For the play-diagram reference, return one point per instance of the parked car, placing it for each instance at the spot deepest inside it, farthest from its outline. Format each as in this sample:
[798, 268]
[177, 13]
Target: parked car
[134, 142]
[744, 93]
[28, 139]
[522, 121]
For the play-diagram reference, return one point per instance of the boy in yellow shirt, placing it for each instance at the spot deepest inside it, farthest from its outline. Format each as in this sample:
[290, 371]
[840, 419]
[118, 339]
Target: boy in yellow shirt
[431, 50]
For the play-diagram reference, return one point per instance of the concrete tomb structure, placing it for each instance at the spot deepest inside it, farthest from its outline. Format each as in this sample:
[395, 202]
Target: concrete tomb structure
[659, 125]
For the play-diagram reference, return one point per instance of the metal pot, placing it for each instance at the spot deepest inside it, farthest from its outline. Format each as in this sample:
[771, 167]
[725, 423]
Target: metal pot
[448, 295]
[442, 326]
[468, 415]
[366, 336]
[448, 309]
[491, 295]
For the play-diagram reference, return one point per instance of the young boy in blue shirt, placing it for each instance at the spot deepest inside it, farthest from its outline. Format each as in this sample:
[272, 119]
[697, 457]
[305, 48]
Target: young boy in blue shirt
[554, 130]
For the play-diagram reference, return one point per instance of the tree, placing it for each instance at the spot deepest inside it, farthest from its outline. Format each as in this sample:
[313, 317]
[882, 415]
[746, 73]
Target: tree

==============================

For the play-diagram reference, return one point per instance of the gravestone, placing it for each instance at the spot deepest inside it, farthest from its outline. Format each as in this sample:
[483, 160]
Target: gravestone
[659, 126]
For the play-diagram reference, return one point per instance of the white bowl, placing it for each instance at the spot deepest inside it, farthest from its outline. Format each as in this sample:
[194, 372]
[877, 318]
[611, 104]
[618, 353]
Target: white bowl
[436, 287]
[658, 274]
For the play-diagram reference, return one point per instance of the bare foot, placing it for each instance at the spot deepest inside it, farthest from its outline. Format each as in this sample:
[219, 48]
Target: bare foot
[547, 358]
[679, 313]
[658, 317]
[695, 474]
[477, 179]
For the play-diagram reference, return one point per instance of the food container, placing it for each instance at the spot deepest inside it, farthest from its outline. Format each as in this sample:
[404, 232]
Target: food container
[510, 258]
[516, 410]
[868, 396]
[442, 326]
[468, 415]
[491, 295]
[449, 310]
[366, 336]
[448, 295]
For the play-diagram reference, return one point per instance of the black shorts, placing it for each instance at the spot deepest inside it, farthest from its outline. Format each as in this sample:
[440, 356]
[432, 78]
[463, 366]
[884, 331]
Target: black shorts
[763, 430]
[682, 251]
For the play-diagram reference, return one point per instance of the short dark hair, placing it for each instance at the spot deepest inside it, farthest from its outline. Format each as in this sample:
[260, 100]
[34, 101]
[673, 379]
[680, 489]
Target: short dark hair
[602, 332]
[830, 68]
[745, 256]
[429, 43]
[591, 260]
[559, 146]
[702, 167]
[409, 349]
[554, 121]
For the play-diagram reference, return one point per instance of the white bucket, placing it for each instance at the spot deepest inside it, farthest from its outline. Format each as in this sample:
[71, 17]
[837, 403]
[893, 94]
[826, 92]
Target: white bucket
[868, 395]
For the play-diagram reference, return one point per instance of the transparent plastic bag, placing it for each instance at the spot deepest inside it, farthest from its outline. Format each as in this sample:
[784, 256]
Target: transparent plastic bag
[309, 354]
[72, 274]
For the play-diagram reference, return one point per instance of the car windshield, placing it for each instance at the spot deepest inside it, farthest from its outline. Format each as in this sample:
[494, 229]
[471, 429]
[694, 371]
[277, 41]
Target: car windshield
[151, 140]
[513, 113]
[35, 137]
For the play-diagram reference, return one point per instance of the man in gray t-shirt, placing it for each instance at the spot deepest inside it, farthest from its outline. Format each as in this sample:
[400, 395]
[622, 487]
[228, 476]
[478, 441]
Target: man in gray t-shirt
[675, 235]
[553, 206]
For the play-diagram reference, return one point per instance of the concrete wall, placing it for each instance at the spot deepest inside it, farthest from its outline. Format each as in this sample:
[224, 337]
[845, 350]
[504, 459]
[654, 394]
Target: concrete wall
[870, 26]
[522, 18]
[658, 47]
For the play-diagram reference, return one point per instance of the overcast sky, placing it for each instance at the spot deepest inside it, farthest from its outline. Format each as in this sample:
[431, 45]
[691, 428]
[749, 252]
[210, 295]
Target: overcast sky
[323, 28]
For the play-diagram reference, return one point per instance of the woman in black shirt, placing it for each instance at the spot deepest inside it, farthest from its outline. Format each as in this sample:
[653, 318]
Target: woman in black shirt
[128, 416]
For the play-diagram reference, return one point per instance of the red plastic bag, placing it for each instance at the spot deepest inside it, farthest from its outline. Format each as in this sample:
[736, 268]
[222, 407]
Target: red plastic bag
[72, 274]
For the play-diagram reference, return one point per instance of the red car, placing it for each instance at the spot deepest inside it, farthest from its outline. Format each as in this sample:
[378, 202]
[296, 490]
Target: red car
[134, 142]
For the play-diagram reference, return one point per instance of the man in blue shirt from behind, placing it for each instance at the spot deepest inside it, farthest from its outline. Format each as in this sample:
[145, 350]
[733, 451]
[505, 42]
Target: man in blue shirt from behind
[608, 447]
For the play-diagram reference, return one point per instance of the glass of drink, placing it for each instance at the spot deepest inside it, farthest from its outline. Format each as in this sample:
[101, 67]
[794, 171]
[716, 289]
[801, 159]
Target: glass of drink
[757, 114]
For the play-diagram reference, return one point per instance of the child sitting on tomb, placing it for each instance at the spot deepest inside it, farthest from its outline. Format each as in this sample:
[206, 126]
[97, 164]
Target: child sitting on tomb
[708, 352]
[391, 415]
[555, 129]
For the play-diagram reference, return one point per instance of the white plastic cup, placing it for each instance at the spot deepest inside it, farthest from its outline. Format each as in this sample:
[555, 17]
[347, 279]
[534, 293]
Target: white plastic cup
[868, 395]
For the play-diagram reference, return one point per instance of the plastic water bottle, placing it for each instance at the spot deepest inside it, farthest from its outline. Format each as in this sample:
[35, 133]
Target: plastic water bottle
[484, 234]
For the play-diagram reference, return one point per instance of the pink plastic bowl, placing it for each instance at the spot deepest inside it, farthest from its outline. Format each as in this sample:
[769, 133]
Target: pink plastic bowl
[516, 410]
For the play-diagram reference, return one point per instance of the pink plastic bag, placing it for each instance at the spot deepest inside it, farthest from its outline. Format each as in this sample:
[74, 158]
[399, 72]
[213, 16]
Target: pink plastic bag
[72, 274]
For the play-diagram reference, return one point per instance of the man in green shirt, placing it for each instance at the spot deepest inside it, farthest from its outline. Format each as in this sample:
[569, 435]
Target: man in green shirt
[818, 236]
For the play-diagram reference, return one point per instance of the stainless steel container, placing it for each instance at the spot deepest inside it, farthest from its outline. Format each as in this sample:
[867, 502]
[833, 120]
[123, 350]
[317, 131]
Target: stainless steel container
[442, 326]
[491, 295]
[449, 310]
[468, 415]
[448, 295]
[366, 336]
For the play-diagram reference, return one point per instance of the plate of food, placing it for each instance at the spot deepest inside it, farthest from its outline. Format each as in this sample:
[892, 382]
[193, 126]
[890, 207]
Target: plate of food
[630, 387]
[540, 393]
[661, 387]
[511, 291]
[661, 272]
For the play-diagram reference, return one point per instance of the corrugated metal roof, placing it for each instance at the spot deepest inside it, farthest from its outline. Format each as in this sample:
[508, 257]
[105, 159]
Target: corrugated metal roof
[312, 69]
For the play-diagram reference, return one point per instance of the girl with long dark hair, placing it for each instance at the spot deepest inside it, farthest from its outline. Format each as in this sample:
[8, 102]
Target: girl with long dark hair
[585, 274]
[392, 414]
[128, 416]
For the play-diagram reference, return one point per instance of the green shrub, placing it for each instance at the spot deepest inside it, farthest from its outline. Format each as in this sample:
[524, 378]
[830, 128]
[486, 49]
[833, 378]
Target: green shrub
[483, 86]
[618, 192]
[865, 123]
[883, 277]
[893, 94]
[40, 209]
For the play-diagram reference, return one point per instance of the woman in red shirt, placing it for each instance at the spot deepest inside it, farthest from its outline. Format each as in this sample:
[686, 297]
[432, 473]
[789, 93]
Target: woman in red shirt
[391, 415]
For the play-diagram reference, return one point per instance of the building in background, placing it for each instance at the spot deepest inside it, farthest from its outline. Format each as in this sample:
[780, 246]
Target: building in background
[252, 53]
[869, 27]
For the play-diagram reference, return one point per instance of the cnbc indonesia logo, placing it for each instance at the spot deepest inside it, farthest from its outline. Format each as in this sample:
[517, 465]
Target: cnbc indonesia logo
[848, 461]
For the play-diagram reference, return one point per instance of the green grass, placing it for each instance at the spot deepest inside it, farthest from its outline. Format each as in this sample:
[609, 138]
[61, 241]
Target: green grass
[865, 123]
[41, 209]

==============================

**What this task involves**.
A single number is required: the count of lines in the listing that contain the string "tree".

**Exercise answer**.
2